» **PROBLEM TO SOLVE**
Reproduce, unchanged, the part of the rows that opens with the line containing "Report one point per instance of the white ceiling" and closes with the line containing "[(285, 144)]". Include both of those lines and nothing else.

» **THE RECORDS**
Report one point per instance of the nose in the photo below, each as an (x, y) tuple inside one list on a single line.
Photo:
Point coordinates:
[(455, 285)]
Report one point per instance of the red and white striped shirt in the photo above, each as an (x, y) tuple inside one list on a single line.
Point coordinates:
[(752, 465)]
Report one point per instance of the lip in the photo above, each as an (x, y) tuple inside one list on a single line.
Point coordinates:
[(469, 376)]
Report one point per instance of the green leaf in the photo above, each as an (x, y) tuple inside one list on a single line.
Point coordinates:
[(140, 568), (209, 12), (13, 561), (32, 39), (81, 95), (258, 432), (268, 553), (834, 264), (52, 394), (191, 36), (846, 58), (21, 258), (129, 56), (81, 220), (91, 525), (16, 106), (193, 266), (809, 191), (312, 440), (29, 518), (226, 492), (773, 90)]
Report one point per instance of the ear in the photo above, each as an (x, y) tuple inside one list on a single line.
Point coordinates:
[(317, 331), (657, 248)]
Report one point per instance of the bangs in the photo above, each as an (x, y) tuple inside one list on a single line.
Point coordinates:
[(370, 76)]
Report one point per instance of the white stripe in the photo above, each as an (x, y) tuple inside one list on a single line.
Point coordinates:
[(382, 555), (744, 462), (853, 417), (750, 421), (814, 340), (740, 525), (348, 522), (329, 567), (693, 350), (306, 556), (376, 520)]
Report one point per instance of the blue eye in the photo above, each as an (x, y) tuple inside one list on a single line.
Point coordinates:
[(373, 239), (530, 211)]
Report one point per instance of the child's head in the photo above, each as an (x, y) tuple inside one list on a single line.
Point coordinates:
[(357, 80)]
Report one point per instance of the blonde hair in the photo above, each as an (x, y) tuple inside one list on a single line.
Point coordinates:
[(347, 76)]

==

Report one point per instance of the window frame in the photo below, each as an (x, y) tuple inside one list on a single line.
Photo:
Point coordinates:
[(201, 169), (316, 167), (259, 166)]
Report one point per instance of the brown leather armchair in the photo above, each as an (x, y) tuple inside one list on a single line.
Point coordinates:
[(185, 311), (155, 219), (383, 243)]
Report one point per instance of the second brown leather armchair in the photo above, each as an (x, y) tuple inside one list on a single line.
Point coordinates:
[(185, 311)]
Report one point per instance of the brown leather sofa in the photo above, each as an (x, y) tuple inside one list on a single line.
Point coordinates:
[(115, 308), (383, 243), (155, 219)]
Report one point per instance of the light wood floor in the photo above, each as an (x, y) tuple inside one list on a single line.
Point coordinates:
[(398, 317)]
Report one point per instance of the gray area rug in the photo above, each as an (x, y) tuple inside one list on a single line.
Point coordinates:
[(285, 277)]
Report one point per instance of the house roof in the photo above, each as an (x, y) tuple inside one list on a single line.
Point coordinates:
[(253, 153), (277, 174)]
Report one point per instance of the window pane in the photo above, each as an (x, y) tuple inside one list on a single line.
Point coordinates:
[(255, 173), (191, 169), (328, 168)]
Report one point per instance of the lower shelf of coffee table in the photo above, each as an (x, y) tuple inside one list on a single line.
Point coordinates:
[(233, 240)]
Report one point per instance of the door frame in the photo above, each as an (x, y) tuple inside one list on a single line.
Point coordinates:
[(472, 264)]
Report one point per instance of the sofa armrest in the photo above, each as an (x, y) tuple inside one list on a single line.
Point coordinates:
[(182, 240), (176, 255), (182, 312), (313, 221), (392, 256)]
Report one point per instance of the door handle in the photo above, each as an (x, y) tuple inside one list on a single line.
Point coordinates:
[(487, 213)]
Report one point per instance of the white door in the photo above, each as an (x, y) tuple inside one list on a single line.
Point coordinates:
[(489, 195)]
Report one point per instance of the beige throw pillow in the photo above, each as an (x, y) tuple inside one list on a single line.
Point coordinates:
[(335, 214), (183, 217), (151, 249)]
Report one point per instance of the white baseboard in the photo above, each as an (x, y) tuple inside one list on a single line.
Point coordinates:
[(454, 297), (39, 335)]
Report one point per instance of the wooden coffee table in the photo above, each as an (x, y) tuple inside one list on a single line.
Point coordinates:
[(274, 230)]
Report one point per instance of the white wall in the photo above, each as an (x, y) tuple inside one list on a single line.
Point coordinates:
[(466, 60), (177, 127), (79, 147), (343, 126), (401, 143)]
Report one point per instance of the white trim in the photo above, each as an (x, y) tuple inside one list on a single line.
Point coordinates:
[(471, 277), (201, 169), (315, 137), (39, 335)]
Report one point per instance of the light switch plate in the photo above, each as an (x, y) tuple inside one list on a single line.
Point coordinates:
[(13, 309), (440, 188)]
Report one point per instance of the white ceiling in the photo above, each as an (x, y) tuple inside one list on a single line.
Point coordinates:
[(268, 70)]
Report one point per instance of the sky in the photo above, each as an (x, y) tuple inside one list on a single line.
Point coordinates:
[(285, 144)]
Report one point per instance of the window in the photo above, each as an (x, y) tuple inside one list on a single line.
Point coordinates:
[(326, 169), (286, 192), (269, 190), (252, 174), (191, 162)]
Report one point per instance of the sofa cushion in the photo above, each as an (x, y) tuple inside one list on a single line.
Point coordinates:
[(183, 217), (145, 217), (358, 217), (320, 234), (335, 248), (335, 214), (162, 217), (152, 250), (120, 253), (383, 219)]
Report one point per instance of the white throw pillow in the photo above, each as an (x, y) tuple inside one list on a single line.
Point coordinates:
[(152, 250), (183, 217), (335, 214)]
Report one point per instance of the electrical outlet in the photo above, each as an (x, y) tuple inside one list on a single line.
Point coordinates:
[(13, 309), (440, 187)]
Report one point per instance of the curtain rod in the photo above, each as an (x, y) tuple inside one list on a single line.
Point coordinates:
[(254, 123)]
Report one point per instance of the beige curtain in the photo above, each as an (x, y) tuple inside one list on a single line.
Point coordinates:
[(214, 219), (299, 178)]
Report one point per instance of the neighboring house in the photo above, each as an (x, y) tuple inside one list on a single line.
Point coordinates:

» **RESULT OF THIS EXERCISE**
Report one point per instance of the white ceiling in the photo above, each as an (x, y) tuple inside one list on a single line.
Point coordinates:
[(268, 70)]
Report one point per instance of the sky in the photo above, each as an (x, y) tuple inside one list on a single line.
Point coordinates:
[(285, 144)]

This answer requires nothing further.